— DO THIS —
Send back the entries below exactly as they appear.

Lines of data
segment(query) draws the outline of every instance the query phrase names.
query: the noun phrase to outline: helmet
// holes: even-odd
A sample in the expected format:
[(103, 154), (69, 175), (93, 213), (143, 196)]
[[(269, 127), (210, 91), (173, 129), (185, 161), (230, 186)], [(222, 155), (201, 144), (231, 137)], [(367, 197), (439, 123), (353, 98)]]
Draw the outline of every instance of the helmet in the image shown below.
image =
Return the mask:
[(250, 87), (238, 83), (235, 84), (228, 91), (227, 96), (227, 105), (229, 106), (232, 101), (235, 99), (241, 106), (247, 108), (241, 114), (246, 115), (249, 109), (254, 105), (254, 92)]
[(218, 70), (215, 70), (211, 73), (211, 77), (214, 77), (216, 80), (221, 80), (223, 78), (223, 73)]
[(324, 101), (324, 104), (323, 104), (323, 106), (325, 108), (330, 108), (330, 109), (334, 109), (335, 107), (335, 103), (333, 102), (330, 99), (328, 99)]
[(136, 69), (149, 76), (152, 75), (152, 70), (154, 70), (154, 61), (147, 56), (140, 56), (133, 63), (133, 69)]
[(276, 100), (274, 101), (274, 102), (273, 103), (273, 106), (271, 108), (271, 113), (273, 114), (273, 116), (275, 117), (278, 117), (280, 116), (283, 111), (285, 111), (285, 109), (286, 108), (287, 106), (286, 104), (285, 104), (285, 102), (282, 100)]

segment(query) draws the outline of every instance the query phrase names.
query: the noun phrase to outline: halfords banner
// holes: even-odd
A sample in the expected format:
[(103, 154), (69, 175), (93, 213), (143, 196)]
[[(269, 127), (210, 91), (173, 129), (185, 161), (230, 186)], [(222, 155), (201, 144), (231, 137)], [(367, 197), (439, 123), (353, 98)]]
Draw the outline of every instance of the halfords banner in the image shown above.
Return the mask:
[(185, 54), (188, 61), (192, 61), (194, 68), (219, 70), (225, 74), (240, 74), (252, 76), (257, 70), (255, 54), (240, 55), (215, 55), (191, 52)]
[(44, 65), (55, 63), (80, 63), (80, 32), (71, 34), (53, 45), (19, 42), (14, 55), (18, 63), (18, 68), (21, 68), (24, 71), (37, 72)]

— REPLY TO THE TASK —
segment(query) draws the outline of every instance the query phrase names.
query: the noun phrase to outline: helmet
// holes: even-odd
A sample in the expected format:
[(103, 154), (69, 175), (93, 213), (143, 196)]
[[(269, 127), (210, 91), (173, 129), (185, 161), (230, 186)], [(222, 155), (201, 144), (231, 137)], [(367, 197), (439, 123), (353, 98)]]
Draw the outline of every instance of the helmet in the image shown below.
image =
Return the mask:
[(250, 87), (238, 83), (235, 84), (228, 91), (227, 96), (227, 105), (229, 106), (232, 101), (235, 99), (241, 106), (247, 108), (241, 114), (246, 115), (249, 109), (254, 105), (254, 92)]
[(218, 70), (215, 70), (211, 73), (211, 77), (214, 77), (216, 80), (221, 80), (223, 78), (223, 73)]
[(324, 101), (324, 104), (323, 104), (323, 106), (325, 108), (330, 108), (330, 109), (334, 109), (335, 107), (335, 103), (333, 102), (330, 99), (328, 99)]
[(136, 69), (149, 76), (152, 75), (152, 70), (154, 70), (154, 61), (147, 56), (140, 56), (133, 63), (133, 69)]
[(276, 100), (274, 101), (274, 102), (273, 103), (273, 106), (271, 108), (271, 113), (273, 114), (273, 116), (275, 117), (278, 117), (280, 116), (283, 111), (285, 111), (285, 109), (286, 108), (287, 106), (286, 104), (285, 104), (285, 102), (282, 100)]

segment(query) draws the outline of every instance the query phrase names.
query: the noun phrase to outline: halfords banner
// holes: even-odd
A sample in the expected format:
[(103, 154), (69, 175), (93, 213), (143, 196)]
[[(269, 127), (210, 91), (173, 129), (185, 161), (230, 186)], [(222, 155), (201, 144), (231, 137)], [(367, 197), (439, 123), (353, 98)]]
Draw the outline of every instance of the halfords banner in the image shown above.
Return the mask:
[(185, 54), (188, 61), (192, 61), (194, 68), (219, 70), (225, 74), (240, 74), (252, 76), (257, 70), (255, 54), (240, 55), (215, 55), (191, 52)]
[(44, 65), (55, 63), (80, 63), (80, 32), (71, 34), (53, 45), (19, 42), (14, 55), (18, 63), (18, 68), (21, 68), (24, 71), (37, 72)]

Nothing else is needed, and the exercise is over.